**What the exercise asks**. Each record that follows must be given again without alteration.

Segmentation mask data
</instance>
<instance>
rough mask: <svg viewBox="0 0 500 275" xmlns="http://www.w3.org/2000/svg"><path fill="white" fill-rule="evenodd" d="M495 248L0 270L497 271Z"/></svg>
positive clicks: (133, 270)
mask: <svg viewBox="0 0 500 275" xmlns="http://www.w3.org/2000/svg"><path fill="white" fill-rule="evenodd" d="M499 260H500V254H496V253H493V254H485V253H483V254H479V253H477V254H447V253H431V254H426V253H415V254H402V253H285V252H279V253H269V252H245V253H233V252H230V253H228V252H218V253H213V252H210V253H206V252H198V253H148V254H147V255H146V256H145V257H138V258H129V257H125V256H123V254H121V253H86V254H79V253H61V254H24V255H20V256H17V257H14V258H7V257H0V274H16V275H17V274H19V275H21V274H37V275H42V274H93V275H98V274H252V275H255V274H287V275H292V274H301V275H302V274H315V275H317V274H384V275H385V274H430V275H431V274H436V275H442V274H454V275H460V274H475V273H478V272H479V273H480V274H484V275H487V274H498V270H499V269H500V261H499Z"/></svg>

**Task output**.
</instance>
<instance>
rough mask: <svg viewBox="0 0 500 275" xmlns="http://www.w3.org/2000/svg"><path fill="white" fill-rule="evenodd" d="M495 248L0 270L497 271Z"/></svg>
positive clicks: (133, 270)
mask: <svg viewBox="0 0 500 275" xmlns="http://www.w3.org/2000/svg"><path fill="white" fill-rule="evenodd" d="M499 260H500V254H496V253H493V254H485V253H483V254H479V253H477V254H447V253H431V254H426V253H415V254H402V253H285V252H279V253H269V252H245V253H233V252H230V253H228V252H218V253H213V252H210V253H206V252H198V253H148V254H147V255H146V256H145V257H138V258H129V257H125V256H123V254H121V253H86V254H79V253H61V254H24V255H20V256H17V257H14V258H7V257H0V274H16V275H17V274H19V275H21V274H37V275H42V274H93V275H98V274H252V275H255V274H287V275H292V274H301V275H302V274H315V275H317V274H384V275H385V274H430V275H431V274H436V275H442V274H454V275H460V274H475V273H478V272H479V273H480V274H484V275H487V274H498V270H499V269H500V261H499Z"/></svg>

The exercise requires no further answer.